### Text block
________________
We saw we were helping to give birth to something fragile and new, something that must be nurtured and cared for from the depths of our being. I recalled what I had learned from Erich Fromm in The Art of Loving about the elements of love: care, which is the active concern for the life and development of the one we love; responsibility, which is the caring for the loved one’s physical needs as well as the loved one’s higher needs; and respect, which is allowing the loved one to grow as they need to, on their own terms. Above all, to love this way must be our supreme concern. I prayed that I would always devote this quality of concern for what we were being asked to develop and grow.
It was in this state of intensely focused creativity that we wrote The Red Book. It took only a week to draft. In its final form, the paper is about fifty pages long. As I look back over what we wrote ten years ago, I see we were, ourselves, sensing the vital nature of the gift we had been given:
We live in a time of profound change. Leaders across the globe are wrestling with similar challenges in a world that is becoming increasingly unfamiliar. In order to succeed in such an environment, leaders have to develop a new cognitive capability – the capacity to sense and actualize emerging futures. This capacity constitutes a new form of knowledge creation. For organizations, it also poses a fundamental question: How can this capacity be reliably reproduced or applied, particularly in larger organizations and institutions … ? The answer to this question will constitute the core process around which organizations, industries, and institutions will organize their activities in the future.
At the same time, we acknowledged that many mysteries surrounded the whole process. Chief among them, for me, was: What happens at the “bottom” of the U?
________________
### Dataset

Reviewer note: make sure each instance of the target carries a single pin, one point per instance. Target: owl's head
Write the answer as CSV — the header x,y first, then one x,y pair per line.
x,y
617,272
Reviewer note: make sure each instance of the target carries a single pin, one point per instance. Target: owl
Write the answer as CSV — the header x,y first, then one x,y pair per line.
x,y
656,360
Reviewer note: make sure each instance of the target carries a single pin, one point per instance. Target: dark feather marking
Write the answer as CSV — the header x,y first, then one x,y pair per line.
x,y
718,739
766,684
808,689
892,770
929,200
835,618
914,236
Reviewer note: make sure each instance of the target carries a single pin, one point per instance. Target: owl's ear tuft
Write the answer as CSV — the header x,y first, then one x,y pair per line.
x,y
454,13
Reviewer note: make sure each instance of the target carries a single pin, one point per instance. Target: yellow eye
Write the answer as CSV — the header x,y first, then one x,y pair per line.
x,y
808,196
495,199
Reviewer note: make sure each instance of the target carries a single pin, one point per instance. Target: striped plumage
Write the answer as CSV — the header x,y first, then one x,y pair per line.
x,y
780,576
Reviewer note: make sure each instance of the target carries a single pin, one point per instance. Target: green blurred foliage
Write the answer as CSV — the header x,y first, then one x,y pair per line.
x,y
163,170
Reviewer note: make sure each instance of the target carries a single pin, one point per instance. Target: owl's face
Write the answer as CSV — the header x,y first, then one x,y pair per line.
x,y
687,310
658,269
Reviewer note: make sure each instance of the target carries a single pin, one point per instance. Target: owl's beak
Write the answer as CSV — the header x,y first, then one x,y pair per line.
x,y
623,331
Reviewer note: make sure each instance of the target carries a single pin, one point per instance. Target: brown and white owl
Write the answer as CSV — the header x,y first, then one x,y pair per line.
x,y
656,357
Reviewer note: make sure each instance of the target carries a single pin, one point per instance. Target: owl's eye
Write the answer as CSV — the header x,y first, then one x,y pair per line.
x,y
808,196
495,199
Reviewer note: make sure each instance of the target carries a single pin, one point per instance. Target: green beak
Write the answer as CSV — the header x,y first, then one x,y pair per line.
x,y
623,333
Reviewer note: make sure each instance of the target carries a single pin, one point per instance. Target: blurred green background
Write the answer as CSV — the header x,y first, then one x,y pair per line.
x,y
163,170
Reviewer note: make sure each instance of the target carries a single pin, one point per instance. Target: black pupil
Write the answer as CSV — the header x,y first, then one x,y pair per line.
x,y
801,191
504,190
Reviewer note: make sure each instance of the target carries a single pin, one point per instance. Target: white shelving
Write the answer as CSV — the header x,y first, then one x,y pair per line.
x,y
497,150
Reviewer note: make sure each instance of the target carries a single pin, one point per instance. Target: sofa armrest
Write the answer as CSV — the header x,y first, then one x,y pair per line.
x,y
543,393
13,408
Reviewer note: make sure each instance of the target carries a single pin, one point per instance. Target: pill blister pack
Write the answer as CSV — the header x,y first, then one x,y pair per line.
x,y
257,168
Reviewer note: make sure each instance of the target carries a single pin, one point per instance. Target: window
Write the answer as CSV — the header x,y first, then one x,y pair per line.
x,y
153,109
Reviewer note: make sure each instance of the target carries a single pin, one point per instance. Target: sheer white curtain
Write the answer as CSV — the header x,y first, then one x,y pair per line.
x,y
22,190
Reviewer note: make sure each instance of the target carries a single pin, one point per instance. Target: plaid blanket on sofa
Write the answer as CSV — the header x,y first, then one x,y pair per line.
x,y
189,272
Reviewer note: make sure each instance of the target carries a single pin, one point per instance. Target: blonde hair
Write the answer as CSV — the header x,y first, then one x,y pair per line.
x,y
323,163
________________
### Direction
Continue the account of writing The Red Book, starting right after its final sentence, the question about what happens at the "bottom" of the U.

### The output
We hardly know how to begin to describe this process, to give voice to its essence. In what domain does it reside? Is it simply about knowledge creation? Is it about the formation of awareness and will? Is it about mobilizing collective energy, will, and action? Is it all of these? What are the fundamental activities and stages of the process? And what are the qualities that enable this process to take place? The more we probe into the deeper questions of leadership in the context of the emerging new world, the more we realize how little we really know, in terms of actionable knowledge.
We acknowledged that the paper represented only a first effort to respond to an enormously important and complex set of questions, that we were exploring vast frontiers of human knowledge, and that whatever we said in the paper was only a beginning. We said, however, that we believed we had identified at least some of the critical components that would represent an answer to at least some of these questions.
We also wrote that we believed the essence of the new leadership would involve building three types of organizational spaces outlined in the design of the laboratory. These spaces enable entrepreneurial leaders to move through all three stages of observing (connecting to the world outside), going to that place of deeper knowing (connecting to the world within), and enacting (bringing forth new ventures and new realities) as aspects of a single core process of large-scale innovation and change.
We concluded:
In moving through these three spaces and stages, leaders and communities of leaders become the vehicle and conduit through which this emerging new dynamic becomes reality. This is the way true innovators have always worked. Placing these principles and processes at the heart of organizing in the future would revolutionize business, social architectures, and society as a whole.
It would be over eight years later, after three experiments applying the process at scale, that I would begin to understand how delicate the process actually was – and how much hard work, sacrifice, and selflessness were required to enable a team to reliably deliver on its promise. I did not yet understand the depth of preparation required for those leading and participating in the process.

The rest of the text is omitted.